## Extracted records

━━━━━━━━━━

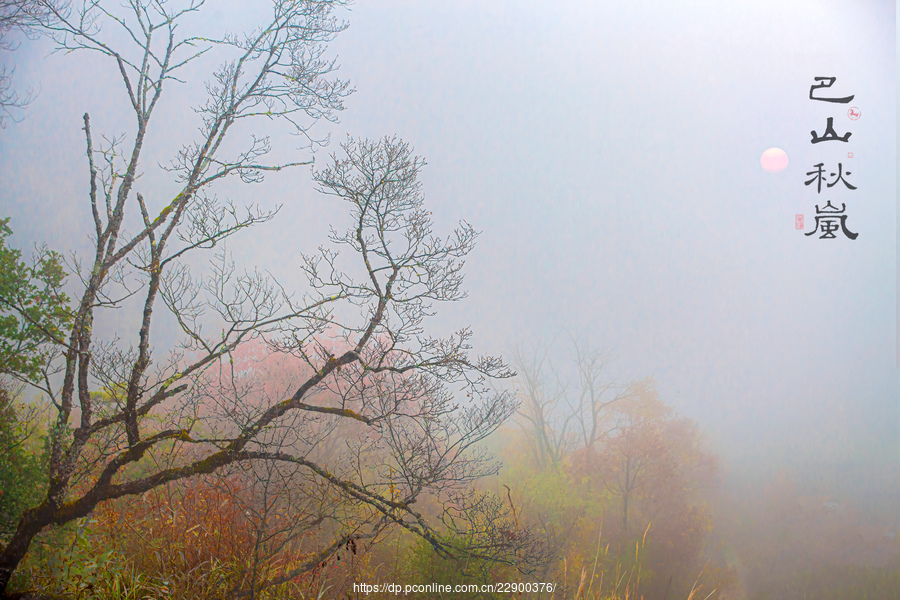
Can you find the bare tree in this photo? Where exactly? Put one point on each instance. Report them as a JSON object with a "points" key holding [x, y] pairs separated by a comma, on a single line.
{"points": [[557, 416], [358, 328], [22, 16]]}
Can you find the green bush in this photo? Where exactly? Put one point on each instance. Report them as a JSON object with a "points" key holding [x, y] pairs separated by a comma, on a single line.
{"points": [[23, 460]]}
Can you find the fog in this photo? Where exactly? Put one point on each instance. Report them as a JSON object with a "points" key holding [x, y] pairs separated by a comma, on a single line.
{"points": [[609, 154]]}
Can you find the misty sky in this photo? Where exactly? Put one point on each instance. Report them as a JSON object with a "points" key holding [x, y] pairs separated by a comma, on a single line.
{"points": [[609, 152]]}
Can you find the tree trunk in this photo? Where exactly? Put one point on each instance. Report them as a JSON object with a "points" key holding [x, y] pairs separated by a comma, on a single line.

━━━━━━━━━━

## Problem to work on
Return each entry exactly as it stands above, apart from any images.

## Response area
Can you find the bare tree in this photo? Where exactly? Put one point on each instance. Report them as a JSON object with a "points" key holding [x, y] pairs separated by a comma, on a single line.
{"points": [[557, 416], [358, 328], [22, 16]]}
Can you find the green bush in this photo? Where exactly? Put one point on each instance. Report them as a JSON object with a "points" key holding [x, y] pairs separated by a comma, on a single line.
{"points": [[23, 460]]}
Can you find the fog in this photo? Where exactly? Put one point on each instance. Report them as a JSON object with a "points" key holding [x, y] pairs separated by a comma, on a single line.
{"points": [[609, 154]]}
Can you find the misty sky in this photo? Where exactly? Put one point on each instance. Report them as a JSON object with a "points" key holding [x, y] pairs separated by a comma, on a single line.
{"points": [[609, 152]]}
Can you find the tree trunk in this photo? Where exactly? Put one point on each instance. Report them as a JSON object with a "points" key holding [x, y] pairs separated by a comma, on a single line.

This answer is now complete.